### Source passage
**********

This chapter assumes you already understand local coroutine lifetime and suspension hazards. The focus now is system shape: how groups of tasks begin, end, fail, and apply pressure to each other under real load.

The production problem

Many asynchronous systems fail even when each individual task looks reasonable.

A request fans out to four backends and returns once three respond, but the fourth keeps running after the client disconnects. A worker pipeline accepts input faster than downstream storage can commit it, so memory usage climbs until the process is killed. A shutdown path waits forever because background tasks were detached instead of being part of a supervised tree. A retry storm consumes the very capacity needed for recovery. None of these is primarily a local coroutine bug. They are orchestration bugs.

Structured concurrency is the discipline of making concurrent work follow lexical and ownership structure. Tasks belong to parents. Lifetimes are bounded. Failure propagates somewhere definite. Cancellation is not advisory folklore. Backpressure is part of admission policy, not a dashboard surprise.

This chapter is about those system-level rules. Chapter 12 dealt with shared mutable state. Chapter 13 dealt with what one coroutine owns across suspension. Here the unit of reasoning is a set of tasks that together implement a request path, stream processor, or bounded service stage.

Unstructured work scales failure, not just throughput

The simplest way to start concurrent work is to launch tasks wherever needed and hope completion sorts itself out. That style is attractive because it minimizes immediate coordination. It is also how systems accumulate invisible work.

Detached tasks, ad hoc thread pools, and fire-and-forget retries have three predictable consequences:

  1. Lifetime becomes non-local. The code that started work is no longer responsible for proving when it ends.
  2. Failure becomes observational. Errors surface only if someone remembered to log or poll them.
  3. Capacity becomes fictional. The system keeps accepting work because no parent scope owns admission pressure.

A service can survive this for months if traffic is light and shutdown is rare. Under burst load, deployment churn, or slow downstream dependencies, the hidden work becomes the system.

Fire-and-forget: a catalog of failures

Before contrasting with structured concurrency, it is worth seeing exactly how unstructured work fails. “Fire-and-forget” is not one anti-pattern; it is several, each with a distinct failure mode.

Resource leaks from ownerless work

// Anti-pattern: detached task leaks a database connection on cancellation.
void on_request(request req) {
    std::jthread([req = std::move(req)] {
        auto conn = db_pool.acquire();        // acquired, never returned on some paths
        auto result = conn.execute(req.query);
        send_response(req.client, result);
    }).detach(); // no owner, no cancellation, no cleanup guarantee
}

If the process begins shutting down, detached threads do not receive stop requests. The database connection is not returned to the pool. Multiply this by thousands of in-flight requests during a rolling deployment: the database sees connection exhaustion, and the old process hangs in std::thread destructor calls or, worse, exits while threads still reference destroyed globals.

Unobserved exceptions vanish silently

// Anti-pattern: exception in detached task is never observed.
void start_background_sync() {
    auto handle = std::async(std::launch::async, [] {
        auto data = fetch_remote_config(); // throws on network error
        apply_config(data);
    });
    // handle is destroyed here — std::async's destructor blocks,
    // but if this were a custom fire-and-forget task, the exception
    // would be silently swallowed.

**********

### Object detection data
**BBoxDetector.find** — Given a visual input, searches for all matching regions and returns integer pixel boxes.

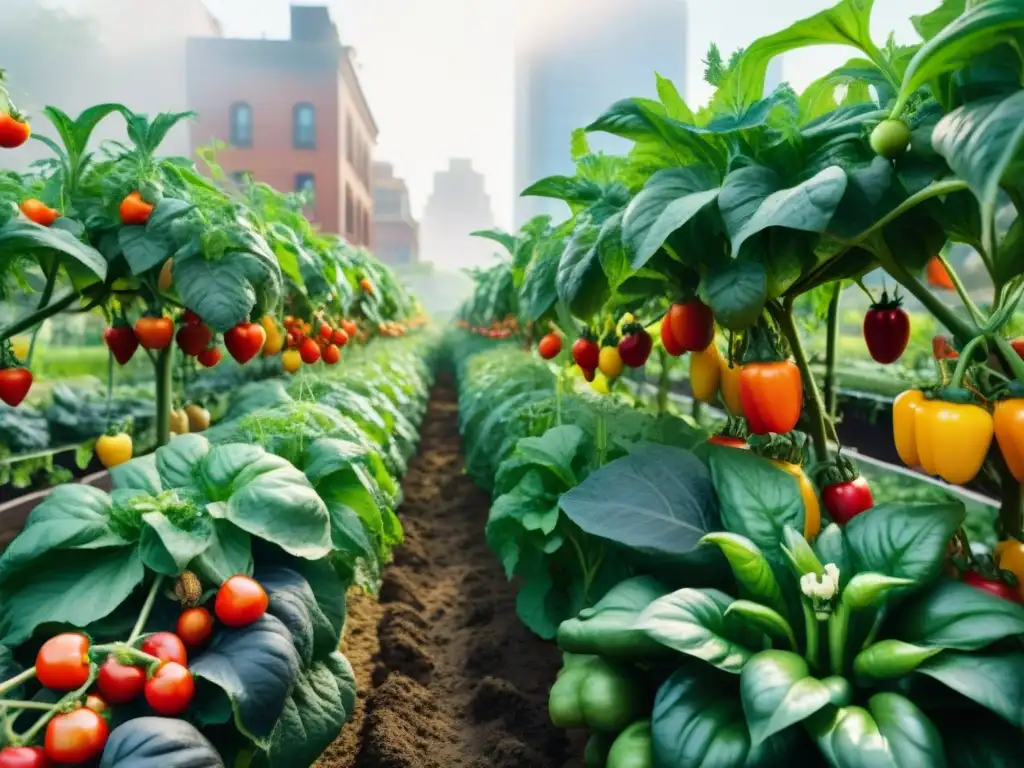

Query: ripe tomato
[36,632,89,690]
[135,314,174,349]
[196,347,220,368]
[0,746,50,768]
[0,368,32,408]
[537,333,562,360]
[299,339,319,366]
[669,299,715,352]
[120,191,153,224]
[96,656,145,703]
[175,323,213,357]
[22,198,60,226]
[177,608,213,648]
[821,475,874,525]
[964,570,1021,603]
[0,112,32,150]
[138,632,188,667]
[213,573,270,627]
[145,662,196,716]
[44,707,111,764]
[224,323,266,366]
[864,299,910,366]
[103,324,138,366]
[324,344,341,366]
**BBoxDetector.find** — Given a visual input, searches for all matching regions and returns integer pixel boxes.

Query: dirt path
[317,381,580,768]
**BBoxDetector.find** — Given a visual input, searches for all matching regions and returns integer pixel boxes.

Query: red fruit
[864,296,910,365]
[572,338,601,374]
[618,326,654,368]
[224,323,266,365]
[103,324,138,366]
[821,475,874,525]
[175,323,213,357]
[537,333,562,360]
[668,299,715,352]
[0,368,32,408]
[299,339,319,366]
[196,347,220,368]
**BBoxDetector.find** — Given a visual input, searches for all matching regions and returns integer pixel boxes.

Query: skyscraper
[513,0,687,225]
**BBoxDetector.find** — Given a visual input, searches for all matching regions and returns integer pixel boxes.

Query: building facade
[371,163,420,266]
[513,0,687,226]
[420,159,500,269]
[186,5,377,241]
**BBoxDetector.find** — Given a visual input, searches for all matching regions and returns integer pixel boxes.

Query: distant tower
[420,159,493,268]
[513,0,687,225]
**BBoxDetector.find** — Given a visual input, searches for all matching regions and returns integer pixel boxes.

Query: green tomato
[871,120,910,160]
[605,720,654,768]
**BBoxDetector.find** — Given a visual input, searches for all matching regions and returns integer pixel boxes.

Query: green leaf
[636,589,753,674]
[557,575,672,659]
[188,614,301,749]
[739,650,849,745]
[623,166,719,269]
[700,531,786,613]
[843,505,965,582]
[559,443,721,560]
[892,581,1024,650]
[853,640,942,680]
[699,261,768,331]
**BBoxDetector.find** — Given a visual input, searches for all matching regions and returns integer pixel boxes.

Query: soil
[316,381,583,768]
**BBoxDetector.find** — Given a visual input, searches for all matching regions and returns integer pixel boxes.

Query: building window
[292,103,316,150]
[228,101,253,146]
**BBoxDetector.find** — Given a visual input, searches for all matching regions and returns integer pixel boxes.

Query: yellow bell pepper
[772,461,821,541]
[915,400,994,485]
[992,397,1024,482]
[893,389,925,467]
[690,343,722,402]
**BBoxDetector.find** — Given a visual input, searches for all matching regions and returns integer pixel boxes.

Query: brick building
[371,163,420,266]
[186,5,377,246]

**********

### What you will do
[A] List the predictable consequences that the structured concurrency passage attributes to detached tasks, ad hoc thread pools, and fire-and-forget retries.
[B] Answer these from the structured concurrency passage:
(i) How many backends does the request fan out to in the first production example?
(ii) Which chapter dealt with shared mutable state?
(iii) What resource is not returned to the pool when detached threads miss stop requests during shutdown?
[C] Continue the structured concurrency passage from its final line.
These rows come from a separate source, unrelated to the structured concurrency passage.

### Answers below
[A]
1. Lifetime becomes non-local: the code that started work is no longer responsible for proving when it ends.
2. Failure becomes observational: errors surface only if someone remembered to log or poll them.
3. Capacity becomes fictional: the system keeps accepting work because no parent scope owns admission pressure.

[B]
(i) Four.
(ii) Chapter 12.
(iii) The database connection.

[C]
}

With std::async, the destructor blocks (which may be its own surprise). But with most custom task types that support detach, destroying the handle without observing the result means exceptions evaporate. The system continues with stale configuration, and the failure appears only as a mysterious behavioral regression hours later.

Shutdown hangs from orphaned work

// Anti-pattern: shutdown cannot complete because background tasks were never tracked.
class ingestion_service {
    void ingest(message msg) {
        // "just kick off enrichment in the background"
        pool_.submit([msg = std::move(msg), this] {
            auto enriched = enrich(msg);       // calls external service, may block
            store_.write(enriched);
        });
    }

    void shutdown() {
        store_.close();    // closes storage
        pool_.shutdown();  // waits for in-flight tasks
        // BUG: in-flight tasks may call store_.write() after store_ is closed
        // BUG: enrich() may block indefinitely — pool shutdown hangs
    }
};

The pool has tasks, but the service has no model of what those tasks need or how to cancel them. Shutdown either hangs (waiting for a blocked external call) or races (closing dependencies while tasks still use them). In production, this turns a clean restart into a process kill, which turns into data loss.

The structured alternative in brief

The structured answer to all three problems is the same principle: the scope that creates work owns its completion.

// Structured: parent scope owns child tasks, propagates cancellation, awaits completion.
task<void> on_request(request req, std::stop_token stop) {
    auto conn = co_await db_pool.acquire(stop);  // respects cancellation
    auto result = co_await conn.execute(req.query, stop);
    co_await send_response(req.client, result);
    // conn returned to pool when coroutine frame is destroyed
    // if stop is triggered, co_await points observe it and unwind cleanly
}

The parent request scope can cancel the token on client disconnect or deadline. The coroutine’s awaitables check the token at each suspension point. Resources are released through normal RAII. No work outlives its owner. The contrast with fire-and-forget is not style preference; it is the difference between a system that can shut down cleanly and one that cannot.

Structured concurrency means parent scopes own child work

The central idea is simple: if a scope starts child tasks to complete its job, those children should finish, fail, or be canceled before the scope is considered done.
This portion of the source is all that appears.